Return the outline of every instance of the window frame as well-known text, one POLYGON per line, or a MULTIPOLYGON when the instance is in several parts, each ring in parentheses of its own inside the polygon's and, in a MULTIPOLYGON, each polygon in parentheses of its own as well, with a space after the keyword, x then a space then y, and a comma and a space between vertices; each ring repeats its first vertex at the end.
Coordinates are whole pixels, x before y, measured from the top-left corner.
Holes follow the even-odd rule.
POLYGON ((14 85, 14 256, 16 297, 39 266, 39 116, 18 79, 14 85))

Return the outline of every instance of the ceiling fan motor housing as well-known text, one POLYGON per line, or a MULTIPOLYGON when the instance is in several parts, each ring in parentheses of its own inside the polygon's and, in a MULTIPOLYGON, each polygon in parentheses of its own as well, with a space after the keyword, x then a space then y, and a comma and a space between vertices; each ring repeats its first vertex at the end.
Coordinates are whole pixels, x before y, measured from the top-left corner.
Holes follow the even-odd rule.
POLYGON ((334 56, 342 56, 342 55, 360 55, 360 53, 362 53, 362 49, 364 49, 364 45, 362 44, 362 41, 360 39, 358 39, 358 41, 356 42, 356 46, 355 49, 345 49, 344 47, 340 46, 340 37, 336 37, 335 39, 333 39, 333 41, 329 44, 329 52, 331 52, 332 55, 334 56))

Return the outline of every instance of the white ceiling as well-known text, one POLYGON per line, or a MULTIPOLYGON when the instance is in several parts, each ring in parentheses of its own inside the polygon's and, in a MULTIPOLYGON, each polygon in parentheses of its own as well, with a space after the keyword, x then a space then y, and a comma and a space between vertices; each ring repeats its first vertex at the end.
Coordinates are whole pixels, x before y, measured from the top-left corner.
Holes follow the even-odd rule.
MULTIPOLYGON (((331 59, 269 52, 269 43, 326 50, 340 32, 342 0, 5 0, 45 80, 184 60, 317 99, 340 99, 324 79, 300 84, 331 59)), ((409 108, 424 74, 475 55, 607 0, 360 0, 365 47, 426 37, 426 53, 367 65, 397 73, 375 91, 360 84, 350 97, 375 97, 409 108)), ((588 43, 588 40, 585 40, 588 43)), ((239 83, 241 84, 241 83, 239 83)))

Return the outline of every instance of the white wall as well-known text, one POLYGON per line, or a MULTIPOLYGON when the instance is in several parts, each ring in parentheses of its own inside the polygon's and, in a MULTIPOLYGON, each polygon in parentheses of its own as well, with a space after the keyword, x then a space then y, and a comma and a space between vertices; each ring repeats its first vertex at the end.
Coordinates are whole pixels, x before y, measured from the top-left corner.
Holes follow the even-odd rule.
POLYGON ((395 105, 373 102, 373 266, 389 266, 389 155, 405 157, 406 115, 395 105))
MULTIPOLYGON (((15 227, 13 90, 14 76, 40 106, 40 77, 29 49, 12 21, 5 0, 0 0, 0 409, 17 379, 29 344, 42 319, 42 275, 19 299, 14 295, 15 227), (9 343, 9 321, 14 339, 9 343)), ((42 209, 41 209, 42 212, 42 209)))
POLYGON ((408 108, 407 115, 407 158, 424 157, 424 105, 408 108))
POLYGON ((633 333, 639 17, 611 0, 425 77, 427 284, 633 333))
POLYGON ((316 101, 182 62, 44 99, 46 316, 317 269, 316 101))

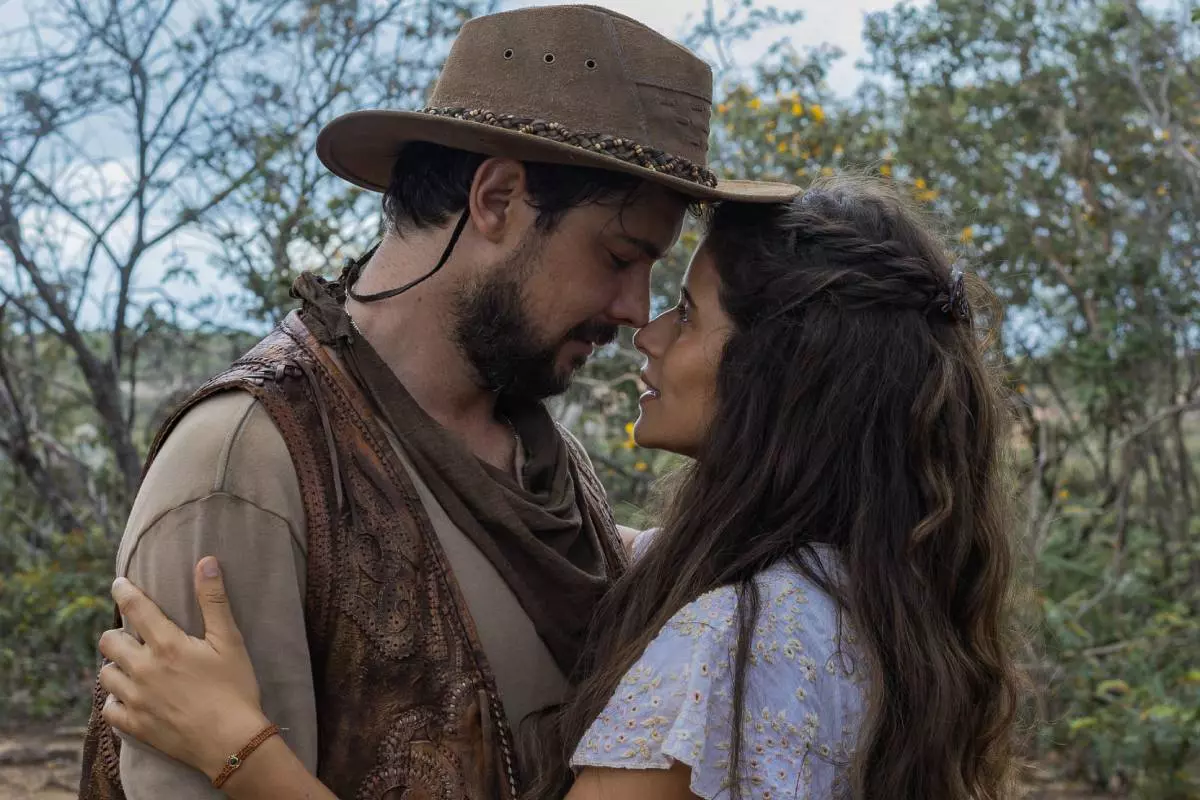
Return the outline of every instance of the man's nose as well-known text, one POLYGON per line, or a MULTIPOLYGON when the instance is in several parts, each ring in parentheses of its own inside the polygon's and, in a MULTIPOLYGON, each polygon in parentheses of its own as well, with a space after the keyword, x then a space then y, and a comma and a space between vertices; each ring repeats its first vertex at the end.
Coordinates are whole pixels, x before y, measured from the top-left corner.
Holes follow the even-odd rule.
POLYGON ((629 327, 643 327, 650 321, 650 265, 636 266, 622 275, 608 313, 616 323, 629 327))

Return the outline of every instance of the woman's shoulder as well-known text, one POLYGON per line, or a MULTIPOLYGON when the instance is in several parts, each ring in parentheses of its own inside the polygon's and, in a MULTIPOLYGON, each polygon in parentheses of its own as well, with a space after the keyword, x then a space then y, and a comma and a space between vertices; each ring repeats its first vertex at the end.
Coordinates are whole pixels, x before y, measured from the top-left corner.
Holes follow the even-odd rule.
MULTIPOLYGON (((823 557, 824 564, 834 564, 832 555, 823 557)), ((827 567, 830 577, 835 569, 827 567)), ((814 640, 834 644, 839 630, 844 628, 836 601, 808 573, 792 564, 776 564, 760 572, 754 581, 758 613, 755 616, 752 639, 756 642, 776 638, 814 640)), ((720 587, 679 609, 664 626, 660 638, 666 634, 726 638, 736 643, 738 619, 743 614, 742 603, 748 602, 738 587, 720 587)), ((853 633, 845 631, 853 639, 853 633)), ((822 648, 824 649, 824 648, 822 648)), ((754 662, 751 662, 754 666, 754 662)))
MULTIPOLYGON (((758 613, 734 715, 738 589, 722 587, 679 609, 622 679, 572 762, 692 768, 692 792, 716 796, 728 774, 733 726, 744 730, 744 777, 773 794, 828 792, 858 727, 862 697, 842 656, 832 597, 791 565, 755 579, 758 613)), ((817 793, 812 796, 826 796, 817 793)))

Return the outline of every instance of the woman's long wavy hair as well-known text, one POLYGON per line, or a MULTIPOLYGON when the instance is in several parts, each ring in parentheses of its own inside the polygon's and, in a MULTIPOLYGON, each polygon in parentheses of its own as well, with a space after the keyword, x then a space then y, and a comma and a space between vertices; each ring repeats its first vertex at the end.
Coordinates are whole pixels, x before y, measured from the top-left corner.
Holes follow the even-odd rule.
MULTIPOLYGON (((1006 796, 1021 686, 1007 414, 977 325, 949 305, 947 251, 865 179, 722 204, 706 246, 734 326, 715 419, 661 530, 596 613, 576 688, 529 754, 529 795, 562 796, 566 758, 622 675, 676 612, 725 585, 739 599, 740 720, 754 577, 787 561, 838 601, 869 676, 853 796, 1006 796), (838 579, 806 558, 818 543, 839 553, 838 579)), ((730 796, 746 796, 742 724, 730 735, 730 796)))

## TASK BRIEF:
Give the lines from the one containing "Return the outline of every instance of the white ceiling" through the one containing "MULTIPOLYGON (((331 59, 269" as a two-column CSV with the columns text and answer. Use one row per answer, put each value in a single quoted field, and replace line breaks with spaces.

## WRITTEN SOLUTION:
text,answer
"Return the outline of every instance of the white ceiling as well-known text, one POLYGON per line, or a MULTIPOLYGON when the instance is in several parts, each ring in parentheses of its own inside the polygon's and, in a MULTIPOLYGON, each polygon in parentheses of its own as well, with a space after the keyword, x then a space then y, and a comma and a space between vertices; each ring repeats its first vertex at the end. Coordinates are whole pixels, x before y, measured from the top-left corner. Holes follow the even-odd rule.","MULTIPOLYGON (((331 59, 269 52, 269 43, 326 50, 340 32, 342 0, 5 0, 45 80, 184 60, 317 99, 340 99, 324 79, 300 84, 331 59)), ((409 108, 424 74, 475 55, 607 0, 360 0, 365 47, 426 37, 426 53, 367 65, 397 73, 375 91, 360 84, 350 97, 375 97, 409 108)), ((588 43, 588 40, 585 40, 588 43)), ((239 83, 241 84, 241 83, 239 83)))"